Exercise goal -> Reproduce verbatim the data from the line containing "Note: mark the white wall" up to and including the line containing "(1194, 520)".

Given data ->
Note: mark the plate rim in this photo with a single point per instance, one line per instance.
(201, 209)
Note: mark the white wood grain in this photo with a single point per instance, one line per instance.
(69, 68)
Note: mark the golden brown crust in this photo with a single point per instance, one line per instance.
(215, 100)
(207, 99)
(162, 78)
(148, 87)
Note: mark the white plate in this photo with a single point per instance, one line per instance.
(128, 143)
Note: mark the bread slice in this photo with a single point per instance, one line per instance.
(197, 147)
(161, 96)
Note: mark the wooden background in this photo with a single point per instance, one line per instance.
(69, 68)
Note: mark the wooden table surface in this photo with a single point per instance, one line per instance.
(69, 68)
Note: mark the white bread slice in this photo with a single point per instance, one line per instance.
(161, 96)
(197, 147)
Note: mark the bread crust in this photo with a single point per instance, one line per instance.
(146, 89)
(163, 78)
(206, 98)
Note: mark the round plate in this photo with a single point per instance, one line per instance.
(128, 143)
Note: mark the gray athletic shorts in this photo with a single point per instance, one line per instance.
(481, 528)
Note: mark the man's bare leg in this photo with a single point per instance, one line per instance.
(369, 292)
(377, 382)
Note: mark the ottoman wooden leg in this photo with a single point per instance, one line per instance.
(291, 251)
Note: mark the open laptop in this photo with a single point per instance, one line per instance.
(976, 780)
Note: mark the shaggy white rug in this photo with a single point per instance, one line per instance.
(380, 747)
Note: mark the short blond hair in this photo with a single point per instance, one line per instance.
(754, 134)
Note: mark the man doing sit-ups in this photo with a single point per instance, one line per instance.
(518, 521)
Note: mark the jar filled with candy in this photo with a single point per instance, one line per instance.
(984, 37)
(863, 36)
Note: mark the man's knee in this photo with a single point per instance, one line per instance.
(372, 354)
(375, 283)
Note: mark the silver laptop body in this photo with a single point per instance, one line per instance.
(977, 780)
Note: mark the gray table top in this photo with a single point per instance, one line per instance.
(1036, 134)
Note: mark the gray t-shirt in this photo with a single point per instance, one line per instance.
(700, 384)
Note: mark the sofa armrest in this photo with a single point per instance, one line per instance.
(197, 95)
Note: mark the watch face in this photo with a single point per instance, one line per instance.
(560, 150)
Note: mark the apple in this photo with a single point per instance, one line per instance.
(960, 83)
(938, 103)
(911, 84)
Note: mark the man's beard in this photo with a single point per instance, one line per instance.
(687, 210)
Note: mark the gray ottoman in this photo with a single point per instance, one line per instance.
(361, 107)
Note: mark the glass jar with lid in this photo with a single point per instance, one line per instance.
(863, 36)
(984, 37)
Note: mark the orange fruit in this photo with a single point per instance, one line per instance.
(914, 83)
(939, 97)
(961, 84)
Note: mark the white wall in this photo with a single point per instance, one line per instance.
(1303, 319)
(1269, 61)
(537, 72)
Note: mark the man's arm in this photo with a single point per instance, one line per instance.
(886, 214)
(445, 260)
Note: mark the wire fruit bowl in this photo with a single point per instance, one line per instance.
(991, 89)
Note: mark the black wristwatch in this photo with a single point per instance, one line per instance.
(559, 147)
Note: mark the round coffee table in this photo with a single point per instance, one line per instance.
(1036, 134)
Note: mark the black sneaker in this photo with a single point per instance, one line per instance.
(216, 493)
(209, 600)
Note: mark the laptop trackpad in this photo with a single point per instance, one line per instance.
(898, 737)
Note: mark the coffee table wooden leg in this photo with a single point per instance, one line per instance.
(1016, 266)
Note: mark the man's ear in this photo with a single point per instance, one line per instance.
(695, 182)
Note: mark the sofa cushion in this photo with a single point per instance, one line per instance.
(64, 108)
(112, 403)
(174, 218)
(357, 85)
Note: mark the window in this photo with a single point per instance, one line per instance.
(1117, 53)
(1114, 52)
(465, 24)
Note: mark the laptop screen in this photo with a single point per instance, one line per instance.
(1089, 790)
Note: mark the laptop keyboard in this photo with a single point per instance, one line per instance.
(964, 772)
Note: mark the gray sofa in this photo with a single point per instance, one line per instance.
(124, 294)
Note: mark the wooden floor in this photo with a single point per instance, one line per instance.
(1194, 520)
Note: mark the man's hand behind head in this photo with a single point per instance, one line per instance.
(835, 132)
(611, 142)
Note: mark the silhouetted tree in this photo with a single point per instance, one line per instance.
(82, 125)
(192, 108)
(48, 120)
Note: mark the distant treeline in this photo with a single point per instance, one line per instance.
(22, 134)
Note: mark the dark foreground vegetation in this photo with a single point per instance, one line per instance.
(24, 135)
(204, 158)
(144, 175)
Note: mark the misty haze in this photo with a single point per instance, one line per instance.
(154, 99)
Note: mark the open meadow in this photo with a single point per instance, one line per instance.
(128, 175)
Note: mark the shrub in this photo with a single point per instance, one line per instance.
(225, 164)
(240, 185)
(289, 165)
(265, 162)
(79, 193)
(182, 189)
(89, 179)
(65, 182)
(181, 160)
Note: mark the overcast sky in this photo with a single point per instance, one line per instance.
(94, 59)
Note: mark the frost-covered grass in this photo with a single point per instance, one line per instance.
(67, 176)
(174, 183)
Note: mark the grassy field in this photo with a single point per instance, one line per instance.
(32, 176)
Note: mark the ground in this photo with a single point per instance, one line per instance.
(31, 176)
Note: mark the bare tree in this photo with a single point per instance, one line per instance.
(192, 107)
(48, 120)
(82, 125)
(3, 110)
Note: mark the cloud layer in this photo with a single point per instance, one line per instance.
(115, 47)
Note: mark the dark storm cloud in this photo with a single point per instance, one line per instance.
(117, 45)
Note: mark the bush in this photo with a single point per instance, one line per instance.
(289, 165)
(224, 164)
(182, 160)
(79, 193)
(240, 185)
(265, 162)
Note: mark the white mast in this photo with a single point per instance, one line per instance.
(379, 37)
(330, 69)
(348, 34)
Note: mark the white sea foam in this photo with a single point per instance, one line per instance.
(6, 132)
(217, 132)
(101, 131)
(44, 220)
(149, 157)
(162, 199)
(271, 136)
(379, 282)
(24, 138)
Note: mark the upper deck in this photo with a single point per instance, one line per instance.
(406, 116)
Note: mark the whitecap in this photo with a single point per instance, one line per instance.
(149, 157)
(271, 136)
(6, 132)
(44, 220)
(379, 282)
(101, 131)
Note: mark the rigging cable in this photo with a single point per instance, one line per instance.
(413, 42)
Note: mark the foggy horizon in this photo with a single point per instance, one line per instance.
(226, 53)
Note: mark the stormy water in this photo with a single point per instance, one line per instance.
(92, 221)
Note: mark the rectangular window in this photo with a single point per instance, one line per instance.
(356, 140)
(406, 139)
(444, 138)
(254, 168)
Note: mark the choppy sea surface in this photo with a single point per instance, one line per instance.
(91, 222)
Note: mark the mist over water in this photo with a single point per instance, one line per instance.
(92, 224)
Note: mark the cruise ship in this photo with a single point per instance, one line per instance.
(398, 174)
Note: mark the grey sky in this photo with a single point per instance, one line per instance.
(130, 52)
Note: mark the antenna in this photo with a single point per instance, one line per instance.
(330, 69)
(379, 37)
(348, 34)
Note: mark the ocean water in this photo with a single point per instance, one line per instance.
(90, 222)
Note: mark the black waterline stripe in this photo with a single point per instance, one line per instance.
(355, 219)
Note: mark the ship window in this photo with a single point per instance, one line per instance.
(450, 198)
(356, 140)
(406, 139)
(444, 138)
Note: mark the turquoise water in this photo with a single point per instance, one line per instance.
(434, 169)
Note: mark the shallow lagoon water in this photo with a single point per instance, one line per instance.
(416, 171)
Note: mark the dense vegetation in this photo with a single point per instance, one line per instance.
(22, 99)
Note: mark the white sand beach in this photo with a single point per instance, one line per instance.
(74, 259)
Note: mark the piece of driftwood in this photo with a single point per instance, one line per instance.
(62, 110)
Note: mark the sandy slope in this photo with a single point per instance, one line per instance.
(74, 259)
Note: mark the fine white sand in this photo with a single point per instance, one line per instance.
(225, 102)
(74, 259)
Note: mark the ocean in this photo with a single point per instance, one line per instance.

Output for this exercise ->
Note: mark the white wall in this photo with a single point per instance, one line per instance.
(1303, 319)
(1269, 61)
(537, 72)
Note: mark the man's arm in this photo with a single point per instance, one line per instance.
(886, 214)
(445, 260)
Note: mark the wire fruit bowl in this photo with a single point per instance, one line per instance.
(991, 89)
Note: mark the black wristwatch in this photo with a single point per instance, one line per instance.
(559, 147)
Note: mark the round coffee table in this photo with a single point per instance, one line per instance.
(1036, 134)
Note: mark the black sneaker in this photo with a single point per instance, one line per instance.
(216, 493)
(209, 600)
Note: mark the laptop trackpad in this photo with a single point per instance, one line per instance.
(898, 737)
Note: mark the coffee table wooden leg in this photo with a single point per instance, one line per instance.
(1016, 266)
Note: mark the man's ear in this photo with a single point per instance, one line per instance.
(695, 182)
Note: mark the sofa cushion in this photo with a single point per instance, one line per instance.
(64, 108)
(112, 403)
(174, 218)
(357, 85)
Note: mark the window in this photo with a single point per instance, one line per instance.
(1117, 53)
(1114, 52)
(465, 24)
Note: mark the laptop screen in this photo with a single point per instance, one line per instance.
(1089, 790)
Note: mark the laptop keyboard in this photo with a single point per instance, one line per instance.
(964, 772)
Note: mark the gray sofa in this photo with a single point per instance, one line per instance.
(124, 294)
Note: mark the wooden floor in this photo with a single point per instance, one line per instance.
(1194, 520)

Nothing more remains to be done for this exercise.